Edit each of the records below by changing "one point per line" to "one point on each line" wherever it appears. Keep every other character unchanged.

--------------------------------

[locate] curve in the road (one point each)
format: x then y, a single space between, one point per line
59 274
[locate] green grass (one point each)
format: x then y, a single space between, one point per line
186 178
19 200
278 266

--------------------------------

**WRITTEN RESPONSE:**
[locate] curve in the road (one point each)
format: x then y, a single space between, one point on each line
59 274
[locate] green grass (one point each)
format: x then y, a single space between, one point on each line
186 178
19 200
278 266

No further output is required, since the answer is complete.